▶ _To do_
1. From the text on the Maldives MSME project, retype the passage that begins with the words "At completion, the" and ends after the words "by September 2019.".
2. According to the text on the Maldives MSME project, when was the Small and Medium Enterprise (SME) Act ratified?

▶ _Text segment_
↓
Maldives, a South Asian country of 1,190 islands grouped in 26 atolls and spread over 90,000 square kilometers in the Indian Ocean, graduated to middle-income status in 2011. After 30 years of presidency, it transitioned to a parliamentary democracy in 2005, and in 2008, had a new constitution ratified, paving the way for the first multi-party presidential elections. However, political instability, with frequent and contested presidential and parliamentary elections and public protests during administration changes, affected the business climate.
Although Maldives addressed its first-generation challenges in the provision of basic services, long-standing structural constraints have remained. These constraints include a small import-dependent economy with a narrow economic base and the high cost of inter-island transportation and infrastructure provision, creating regional disparities in access to economic opportunities outside the capital city of Male. To promote economic diversification and inclusion, the government supported the development of micro, small, and medium-sized enterprises (MSMEs) that, until project processing in 2012, had operated on a small scale, including family-owned enterprises; engaged in retail trade; and remained largely unregistered.
Against this backdrop, the Asian Development Bank (ADB) approved a $5.57 million loan and a $4.45 million grant for the Inclusive Micro, Small, and Medium-Sized Enterprise Development Project in May 2012. With a $10.3 million cofinancing loan from the Islamic Development Bank (IDB), the project aimed for a more inclusive and broad-based MSME sector, as impact; and MSME sector expansion and strengthening, as outcome. It had three planned outputs (i) business support infrastructure built, (ii) access to finance for private sector MSMEs improved, and (iii) technologies for MSME development established.
At completion, the project fully or exceedingly achieved 12 of its 14 output targets, enabling it to substantially attain its intended outcome. 678 new women- and youth-engaged businesses were created. Loans were provided to 628 MSMEs, of which 349 were owned by women and/or youth. The Small and Medium Enterprise (SME) Act was ratified in April 2013. Amendments to the Act to incorporate international standards in corporate governance, internal controls and audit, credit risk management, and disclosure and transparency, and gender and youth concerns, have been drafted and are set for submission to the Parliament by September 2019.
The institutional, operational, infrastructural, and human resource capacities of the business development service centers (BDSCs) were strengthened in line with the SME Act requirements. BDSC operations were expanded to all the country’s seven provinces, with two additional BDSCs opened under the project. BSDC business development products and services were enlarged to 32, from a baseline of 10 in 2011. Business incubator programs, including the government’s GetSet Scheme, the IDB’s Line of Finance (LOF) facility, and ADB’s Women Enterprises Loan (WEL) provided support for product development, quality control on product standards, business management and skills development, and market research for value-chain MSMEs to 178 MSMEs, of which, 71 were youth-led and 66 were women-led. WEL comprised phase II of the Line of Credit Facility (LCF) established under the preceding ADB-financed Private Sector Development Project (PSDP).
↑
▶ _Data entries_
↓
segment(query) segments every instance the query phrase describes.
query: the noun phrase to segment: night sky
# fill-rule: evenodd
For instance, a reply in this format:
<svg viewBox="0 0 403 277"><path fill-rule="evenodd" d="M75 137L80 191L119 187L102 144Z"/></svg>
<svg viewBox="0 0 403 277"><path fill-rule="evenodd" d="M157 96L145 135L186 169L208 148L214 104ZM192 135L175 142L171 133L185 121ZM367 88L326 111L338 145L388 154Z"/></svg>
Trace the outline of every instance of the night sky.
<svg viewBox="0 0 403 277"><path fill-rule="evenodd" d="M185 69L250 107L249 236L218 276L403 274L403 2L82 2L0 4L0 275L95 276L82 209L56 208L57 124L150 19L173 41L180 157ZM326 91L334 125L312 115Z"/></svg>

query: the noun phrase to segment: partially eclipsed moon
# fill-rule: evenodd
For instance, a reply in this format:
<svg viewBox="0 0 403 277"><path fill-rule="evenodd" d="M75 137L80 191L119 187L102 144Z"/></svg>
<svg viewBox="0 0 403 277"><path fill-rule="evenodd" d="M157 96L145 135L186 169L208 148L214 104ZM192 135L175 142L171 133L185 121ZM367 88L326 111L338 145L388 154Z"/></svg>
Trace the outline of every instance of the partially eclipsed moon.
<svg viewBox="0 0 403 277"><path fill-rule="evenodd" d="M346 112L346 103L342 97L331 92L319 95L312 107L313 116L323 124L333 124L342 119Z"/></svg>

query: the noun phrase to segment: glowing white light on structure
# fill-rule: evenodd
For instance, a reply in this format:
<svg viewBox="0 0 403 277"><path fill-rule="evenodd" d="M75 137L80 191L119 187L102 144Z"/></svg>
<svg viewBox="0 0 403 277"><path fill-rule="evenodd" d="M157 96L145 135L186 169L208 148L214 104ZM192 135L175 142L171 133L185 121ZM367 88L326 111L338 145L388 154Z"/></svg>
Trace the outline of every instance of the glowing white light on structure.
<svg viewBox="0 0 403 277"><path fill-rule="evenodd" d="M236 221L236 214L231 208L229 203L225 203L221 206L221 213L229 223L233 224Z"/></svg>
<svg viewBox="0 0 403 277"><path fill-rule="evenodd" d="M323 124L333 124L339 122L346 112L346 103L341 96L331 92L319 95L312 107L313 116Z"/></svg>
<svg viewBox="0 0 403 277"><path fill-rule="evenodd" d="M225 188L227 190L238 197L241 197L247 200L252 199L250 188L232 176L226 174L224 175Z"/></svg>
↑
▶ _Exercise solutions_
1.
At completion, the project fully or exceedingly achieved 12 of its 14 output targets, enabling it to substantially attain its intended outcome. 678 new women- and youth-engaged businesses were created. Loans were provided to 628 MSMEs, of which 349 were owned by women and/or youth. The Small and Medium Enterprise (SME) Act was ratified in April 2013. Amendments to the Act to incorporate international standards in corporate governance, internal controls and audit, credit risk management, and disclosure and transparency, and gender and youth concerns, have been drafted and are set for submission to the Parliament by September 2019.

2. April 2013